## 练习题目
更新以下全部材料：将每处“place a dot”改为“put a marker”，其余内容保持不变。
=======
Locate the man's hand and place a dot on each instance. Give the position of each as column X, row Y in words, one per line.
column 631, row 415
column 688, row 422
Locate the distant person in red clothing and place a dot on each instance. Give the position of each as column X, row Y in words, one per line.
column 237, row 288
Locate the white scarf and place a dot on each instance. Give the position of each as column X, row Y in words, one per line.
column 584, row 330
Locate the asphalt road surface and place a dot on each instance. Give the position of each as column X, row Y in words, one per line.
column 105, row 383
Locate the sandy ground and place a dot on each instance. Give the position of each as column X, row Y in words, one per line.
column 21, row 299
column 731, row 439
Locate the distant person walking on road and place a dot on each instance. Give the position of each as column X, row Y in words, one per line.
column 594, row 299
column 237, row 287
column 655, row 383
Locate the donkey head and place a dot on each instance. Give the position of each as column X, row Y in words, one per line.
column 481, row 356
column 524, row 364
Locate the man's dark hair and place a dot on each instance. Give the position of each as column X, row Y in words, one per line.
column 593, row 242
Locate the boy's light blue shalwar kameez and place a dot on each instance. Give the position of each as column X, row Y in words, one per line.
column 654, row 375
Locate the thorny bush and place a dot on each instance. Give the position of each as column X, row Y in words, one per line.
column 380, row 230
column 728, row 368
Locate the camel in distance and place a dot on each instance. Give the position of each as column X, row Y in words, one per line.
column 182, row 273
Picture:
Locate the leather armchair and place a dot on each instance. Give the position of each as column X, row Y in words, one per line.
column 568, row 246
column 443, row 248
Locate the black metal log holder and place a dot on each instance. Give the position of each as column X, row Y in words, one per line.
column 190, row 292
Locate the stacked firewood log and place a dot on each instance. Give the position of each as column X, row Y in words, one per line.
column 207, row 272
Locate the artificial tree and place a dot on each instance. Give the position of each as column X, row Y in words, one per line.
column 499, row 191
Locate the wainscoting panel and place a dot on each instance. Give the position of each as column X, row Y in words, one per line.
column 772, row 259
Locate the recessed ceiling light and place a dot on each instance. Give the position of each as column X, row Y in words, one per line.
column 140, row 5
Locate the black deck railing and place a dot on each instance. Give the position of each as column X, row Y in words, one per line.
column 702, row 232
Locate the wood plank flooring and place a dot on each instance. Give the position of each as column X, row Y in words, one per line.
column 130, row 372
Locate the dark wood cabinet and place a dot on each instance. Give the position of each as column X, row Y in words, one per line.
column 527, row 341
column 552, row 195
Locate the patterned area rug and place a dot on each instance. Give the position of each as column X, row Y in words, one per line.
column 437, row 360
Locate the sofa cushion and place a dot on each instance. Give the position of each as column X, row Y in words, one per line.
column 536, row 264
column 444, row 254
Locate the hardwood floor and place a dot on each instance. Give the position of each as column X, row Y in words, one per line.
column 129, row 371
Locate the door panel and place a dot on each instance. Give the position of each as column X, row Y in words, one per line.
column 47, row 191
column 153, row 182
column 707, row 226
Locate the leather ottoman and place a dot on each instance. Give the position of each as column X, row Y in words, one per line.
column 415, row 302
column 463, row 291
=======
## 本题输出
Locate the man's hand and put a marker on each instance. Give the position of each as column X, row Y in words, one per line.
column 631, row 415
column 688, row 422
Locate the distant person in red clothing and put a marker on each instance. Give the position of each as column X, row Y in words, one per line.
column 237, row 288
Locate the white scarf and put a marker on each instance. Give the position of each as column X, row Y in words, one per line.
column 584, row 330
Locate the asphalt road surface and put a marker on each instance. Give the position of each as column X, row Y in words, one per line.
column 105, row 383
Locate the sandy ground and put a marker on each instance. Give the position of each as column X, row Y in words, one per line.
column 21, row 299
column 731, row 439
Locate the distant person walking on road and put a marker on each instance. Give the position of each as column X, row Y in words, one per line.
column 594, row 299
column 237, row 287
column 655, row 383
Locate the donkey head and put a marker on each instance. Give the position of each as column X, row Y in words, one per line.
column 481, row 356
column 524, row 364
Locate the man's dark hair and put a marker on each instance. Give the position of each as column X, row Y in words, one per line.
column 593, row 242
Locate the boy's light blue shalwar kameez and put a marker on each instance. Give the position of each as column X, row Y in words, one per line.
column 654, row 375
Locate the thorny bush and put a marker on each instance. Give the position of each as column X, row Y in words, one per line.
column 380, row 230
column 728, row 368
Locate the camel in distance and put a marker on each instance. Give the position of each as column X, row Y in words, one per line.
column 182, row 273
Picture:
Locate the leather armchair and put a marker on each instance. Give the position of each as column X, row Y in words, one per line.
column 568, row 246
column 443, row 248
Locate the black metal log holder and put a marker on each instance. Give the position of each as column X, row Y in words, one per line.
column 190, row 292
Locate the stacked firewood log and put a marker on each instance. Give the position of each as column X, row Y in words, one per line.
column 207, row 272
Locate the artificial tree and put a marker on each instance. Give the position of each as column X, row Y in words, one per line.
column 499, row 191
Locate the wainscoting panel and put a marker on each instance. Give the position of each as column X, row Y in words, one per line.
column 772, row 259
Locate the recessed ceiling light and put a marker on each instance. Give the position of each as column X, row Y in words, one per line.
column 140, row 5
Locate the black deck railing and put a marker on each instance. Give the position of each as column X, row Y in words, one per line.
column 702, row 232
Locate the wood plank flooring and put a marker on each instance. Give the position of each as column X, row Y in words, one per line.
column 130, row 372
Locate the dark wood cabinet and put a marker on each instance. Give the position of each as column X, row Y in words, one per line.
column 527, row 341
column 552, row 195
Locate the patterned area rug and put a marker on each instance. Give the position of each as column X, row Y in words, one per line.
column 437, row 360
Locate the sofa cushion and put a marker on each instance. Give the position of each as column X, row Y in words, one per line.
column 536, row 264
column 444, row 254
Locate the hardwood floor and put a marker on each instance. Give the position of each as column X, row Y in words, one per line.
column 129, row 371
Locate the door panel and put a marker on each instance. Give the position of each as column X, row Y in words, one per line.
column 47, row 191
column 153, row 182
column 707, row 226
Locate the leather ottoman and put a marker on each instance. Give the position of each as column X, row Y in words, one per line.
column 415, row 302
column 463, row 291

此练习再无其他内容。